PASSAGE TO READ —
####################

In Ciego de Avila province, Irma was forecast to generate waves of up to 7 meters (23 feet), with flooding expected as far west as the capital Havana, authorities said on Saturday.

Antonia Navarro, 56, a resident of the northern Cuban port town of Nuevitas in Camaguey, said a local ice cream factory was destroyed and glass windows at a hospital were blown out.

“We are praying to God and the Virgin of Charity that nothing grave happens to the people of Florida, and in particular Miami,” said Navarro, an officer worker. “We have to pray a lot for our relatives who live there.”

“RUNNING OUT OF TIME”

With the storm barreling toward the United States, officials in Florida raced to overcome clogged highways, gasoline shortages and move elderly residents to safety.

A total of 5.6 million people, or 25 percent of the state’s population, were ordered to evacuate Florida, according to the Florida Division of Emergency Management.

The United States has been hit by only three Category 5 storms since 1851, and Irma is far larger than the last one in 1992, Hurricane Andrew, according to the Federal Emergency Management Agency (FEMA).

On Wall Street, the S&P 500 ended slightly lower as investors braced for potential damage and massive insurance claims from Irma. Many economists are predicting that third-quarter gross domestic product will take a hit due to the hurricanes.

President Donald Trump said in a videotaped statement that Irma was “a storm of absolutely historic destructive potential” and called on people to heed recommendations from government officials and law enforcement. In Palm Beach, Trump’s waterfront Mar-a-Lago estate was ordered evacuated.

Trees sway in the wind at the main square as Hurricane Irma passes by Remedios, Cuba September 8, 2017. REUTERS/Alexandre Meneghini

MANDATORY EVACUATIONS, GASOLINE SHORTAGES

Irma was set to hit the United States two weeks after Hurricane Harvey, a Category 4 storm, struck Texas, killing about 60 people and causing property damage estimated at up to $180 billion in Texas and Louisiana. Officials were preparing a massive response, the head of FEMA said.

About 9 million people in Florida may lose power, some for weeks, said Florida Power & Light Co, which serves almost half of the state’s 20.6 million residents.

Amid the exodus, nearly one-third of all gas stations in Florida’s metropolitan areas were out of gasoline, with scattered outages in Georgia, North Carolina and South Carolina, according to Gasbuddy.com, a retail fuel price tracking service.

Mandatory evacuations on Georgia’s Atlantic coast and some of South Carolina’s barrier islands were due to begin on Saturday. Virginia and Alabama were under states of emergency.

The governors of North and South Carolina warned residents to remain on guard even as the storm took a more westward track, saying their states still could experience severe weather, including heavy rain and flash flooding, early next week.

As it roared in from the east, Irma ravaged small islands in the northeastern Caribbean, including Barbuda, St. Martin and the British and U.S. Virgin Islands, flattening homes and hospitals and ripping down trees.

Irma is seen costing at least 1.2 billion euros ($1.4 billion) in Saint Martin and Saint Barthelemy, a French public reinsurance body said on Saturday.

But even as they came to grips with the destruction, residents of the islands faced the threat of another major storm, Hurricane Jose.

####################

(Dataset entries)
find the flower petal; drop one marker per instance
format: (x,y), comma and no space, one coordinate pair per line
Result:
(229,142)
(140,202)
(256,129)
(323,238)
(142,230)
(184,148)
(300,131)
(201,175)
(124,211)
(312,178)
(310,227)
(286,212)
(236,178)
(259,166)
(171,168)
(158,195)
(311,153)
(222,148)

####################

REQUIRED ACTIONS —
- a) Check each statement against the Hurricane Irma report: (i) 5.6 million people were ordered to evacuate Florida; (ii) Hurricane Harvey was a Category 5 storm; (iii) Florida Power & Light serves almost half of Florida's residents. Answer yes or no for each and quote the words of the report that decide it.
- b) Rewrite the Hurricane Irma report starting with "Irma is seen" and going on through "storm, Hurricane Jose.", putting "damage" in place of "destruction".
The data isn't needed and can be ignored.

TASK RESULTS —
- a)
(i) Yes: "A total of 5.6 million people, or 25 percent of the state’s population, were ordered to evacuate Florida"
(ii) No: "Hurricane Harvey, a Category 4 storm, struck Texas"
(iii) Yes: "Florida Power & Light Co, which serves almost half of the state’s 20.6 million residents"

- b)
Irma is seen costing at least 1.2 billion euros ($1.4 billion) in Saint Martin and Saint Barthelemy, a French public reinsurance body said on Saturday.

But even as they came to grips with the damage, residents of the islands faced the threat of another major storm, Hurricane Jose.